*What you have to do*. Reproduce exactly the span of lines that opens with the line containing "If you could pin the red tomato skin" and closes with the last line of the entries below.

········

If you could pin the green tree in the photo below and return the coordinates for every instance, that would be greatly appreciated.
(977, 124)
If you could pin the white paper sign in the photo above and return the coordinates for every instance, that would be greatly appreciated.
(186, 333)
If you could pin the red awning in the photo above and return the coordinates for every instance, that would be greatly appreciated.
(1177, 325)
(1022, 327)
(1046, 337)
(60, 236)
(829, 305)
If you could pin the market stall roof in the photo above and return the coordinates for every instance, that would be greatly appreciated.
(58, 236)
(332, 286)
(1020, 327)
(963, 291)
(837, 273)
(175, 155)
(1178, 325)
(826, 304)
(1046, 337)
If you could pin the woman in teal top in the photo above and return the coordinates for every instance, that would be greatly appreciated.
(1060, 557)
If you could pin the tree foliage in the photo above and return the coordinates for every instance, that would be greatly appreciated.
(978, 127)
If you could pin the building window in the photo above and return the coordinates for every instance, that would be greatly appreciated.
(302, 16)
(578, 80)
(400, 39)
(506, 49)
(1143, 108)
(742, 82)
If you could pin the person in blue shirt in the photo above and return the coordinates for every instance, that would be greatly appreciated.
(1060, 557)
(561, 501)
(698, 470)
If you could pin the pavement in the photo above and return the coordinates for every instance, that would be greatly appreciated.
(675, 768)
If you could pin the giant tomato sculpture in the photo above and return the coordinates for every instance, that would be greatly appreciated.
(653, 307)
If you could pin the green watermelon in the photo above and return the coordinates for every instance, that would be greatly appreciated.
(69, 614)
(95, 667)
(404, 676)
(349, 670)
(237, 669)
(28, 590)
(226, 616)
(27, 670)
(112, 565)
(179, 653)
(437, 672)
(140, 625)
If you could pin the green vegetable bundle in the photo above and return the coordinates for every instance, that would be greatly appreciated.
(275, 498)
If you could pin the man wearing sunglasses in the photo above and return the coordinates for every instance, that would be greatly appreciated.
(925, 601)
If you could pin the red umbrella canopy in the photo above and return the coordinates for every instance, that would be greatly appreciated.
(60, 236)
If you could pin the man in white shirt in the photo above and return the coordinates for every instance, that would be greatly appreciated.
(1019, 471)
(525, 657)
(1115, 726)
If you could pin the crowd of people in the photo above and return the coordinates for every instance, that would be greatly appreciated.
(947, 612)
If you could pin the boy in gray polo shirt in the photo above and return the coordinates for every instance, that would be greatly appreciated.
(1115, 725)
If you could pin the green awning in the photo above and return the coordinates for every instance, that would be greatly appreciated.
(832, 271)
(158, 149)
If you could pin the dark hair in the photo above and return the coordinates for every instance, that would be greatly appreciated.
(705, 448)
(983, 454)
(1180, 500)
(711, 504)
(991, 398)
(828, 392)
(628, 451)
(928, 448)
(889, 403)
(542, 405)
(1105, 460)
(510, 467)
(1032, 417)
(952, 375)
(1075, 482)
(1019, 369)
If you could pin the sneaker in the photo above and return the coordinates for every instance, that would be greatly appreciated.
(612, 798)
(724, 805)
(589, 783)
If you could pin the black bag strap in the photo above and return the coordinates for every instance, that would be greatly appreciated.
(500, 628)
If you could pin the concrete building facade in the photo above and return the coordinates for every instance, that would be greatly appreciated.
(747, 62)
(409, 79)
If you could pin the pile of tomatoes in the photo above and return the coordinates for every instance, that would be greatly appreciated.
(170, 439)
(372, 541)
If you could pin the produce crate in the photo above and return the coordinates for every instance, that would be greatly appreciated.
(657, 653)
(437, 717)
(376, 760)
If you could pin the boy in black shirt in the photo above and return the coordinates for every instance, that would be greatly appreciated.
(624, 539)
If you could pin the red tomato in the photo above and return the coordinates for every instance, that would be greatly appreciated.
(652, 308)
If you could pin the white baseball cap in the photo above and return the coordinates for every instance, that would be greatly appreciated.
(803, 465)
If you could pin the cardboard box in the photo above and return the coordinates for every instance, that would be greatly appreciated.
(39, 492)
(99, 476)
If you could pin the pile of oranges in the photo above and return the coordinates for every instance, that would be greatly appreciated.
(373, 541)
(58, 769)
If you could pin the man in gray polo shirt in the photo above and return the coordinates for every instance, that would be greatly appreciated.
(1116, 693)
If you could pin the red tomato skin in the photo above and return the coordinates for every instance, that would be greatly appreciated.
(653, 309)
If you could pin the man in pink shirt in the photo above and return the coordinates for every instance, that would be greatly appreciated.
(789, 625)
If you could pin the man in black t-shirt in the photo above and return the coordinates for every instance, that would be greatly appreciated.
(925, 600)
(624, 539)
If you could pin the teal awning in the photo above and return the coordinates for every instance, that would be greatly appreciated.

········

*Answer to this exercise*.
If you could pin the red tomato skin in the photo above and return the coordinates for every instance, that would be greatly appreciated.
(653, 309)
If you could pin the man in pink shirt in the photo above and return the coordinates for every instance, that would be greatly appreciated.
(789, 625)
If you could pin the man in black t-shirt in the photo above and return the coordinates for every instance, that would be greatly appreciated.
(925, 600)
(624, 539)
If you could pin the teal awning in the photo above and return the coordinates for every instance, that would be greatly appreciated.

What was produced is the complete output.